Reading text:
┌──

The International Monetary Fund has said that there is scope to improve the taxation of wealth and capital in Lithuania, and to cut value-added tax rates by improving its coverage and administration.

Following its 2014 Article IV consultation with the Baltic country, the IMF released a report in which it pointed out that Lithuania's revenue from taxing capital and wealth is only one quarter of the euro area average and one half of the Central and Eastern Europe (CEE) average. At about 26 percent of GDP in 2011, Lithuania's overall tax take is also the lowest in the European Union.

The Fund proposed broadening the residential property tax base by lowering the tax-free threshold, which currently stands at LTL1m (about USD400,000). In addition, it recommended that Lithuania adopt an annual motor vehicle tax, based on engine capacity (or by weight) in line with international best practice, while strengthening inheritance and gift taxation.

The Lithuanian government could increase its revenue from consumption taxes, especially through improvements to tax administration, the IMF said. Overall consumption tax collection is comparable to elsewhere in the European Union (EU), but this reflects relatively high rates, the report pointed out. Nonetheless, the tax yield given these rates remains comparatively poor. Measures to improve value-added tax compliance are needed, and authorities should also take action against a loss of excise tax revenue through smuggling and cross-border shopping, it continued, recommending an increase also in excise duties on fuels.

└──

Stored data:
┌──

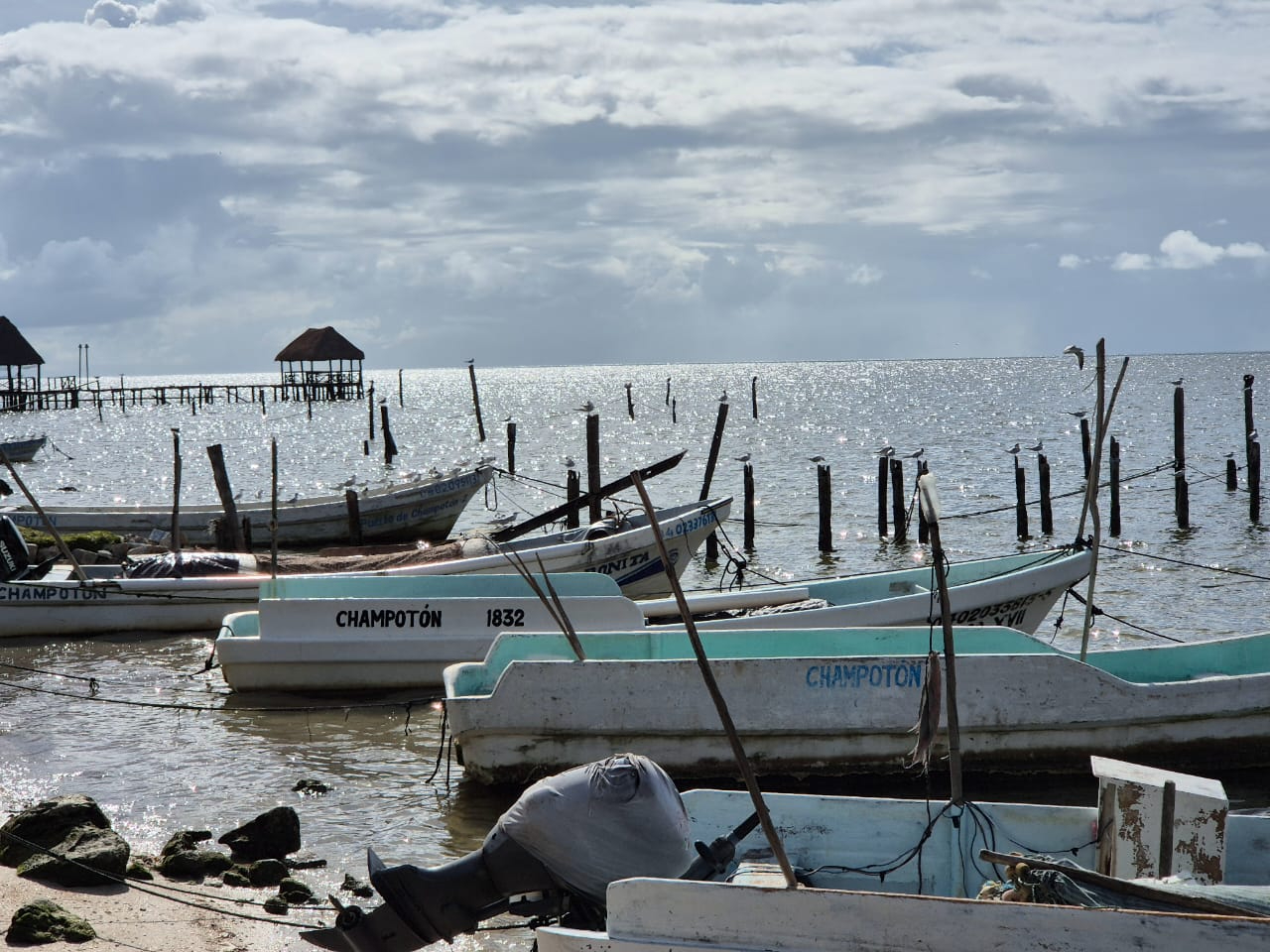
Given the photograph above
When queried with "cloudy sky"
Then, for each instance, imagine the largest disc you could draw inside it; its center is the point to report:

└──

Instruction 1:
Answer these questions from the article on Lithuanian taxes, one answer a line:
(a) What share of the euro area average does Lithuania's revenue from taxing capital and wealth reach?
(b) What is the current tax-free threshold for residential property?
(c) Which excise duties did the IMF recommend increasing?
Instruction 2:
For each statement, say whether it agrees with the article on Lithuanian taxes, and quote the words that decide it.
(a) In 2011, Lithuania's overall tax take was the lowest in the European Union.
(b) The IMF advised raising the tax-free threshold for residential property.
(c) Lithuania collects far less in consumption taxes overall than the rest of the European Union.
Instruction 3: Carry the article on Lithuanian taxes forward from its final sentence.

Output 1:
(a) One quarter.
(b) LTL1m (about USD400,000).
(c) Excise duties on fuels.

Output 2:
(a) Yes: "At about 26 percent of GDP in 2011, Lithuania's overall tax take is also the lowest in the European Union."
(b) No: "broadening the residential property tax base by lowering the tax-free threshold"
(c) No: "Overall consumption tax collection is comparable to elsewhere in the European Union (EU)"

Output 3:
The authorities could also boost revenue from corporate income tax, which currently only accounts for 0.8 percent of gross domestic product (GDP), by addressing exemptions and loopholes in tax legislation. The report recommended withdrawing the preferential rate for small companies, and called for the removal of the six-year tax relief in free economic zones in favor of less generous preferential conditions. On personal income tax, the IMF suggested that the government should subject all pension payments to income tax.

In addition, it said that the exemption from capital gains tax on housing should be restricted to primary residences, and short-term gains on financial assets should be subject to a 15 percent withholding tax.

The IMF estimates that the proposals contained in its report would result in revenue gains equivalent to between 3.1 and 3.4 percent of gross domestic product (GDP) annually in the short term, and between 3.6 and 4.1 percent of GDP in the medium term.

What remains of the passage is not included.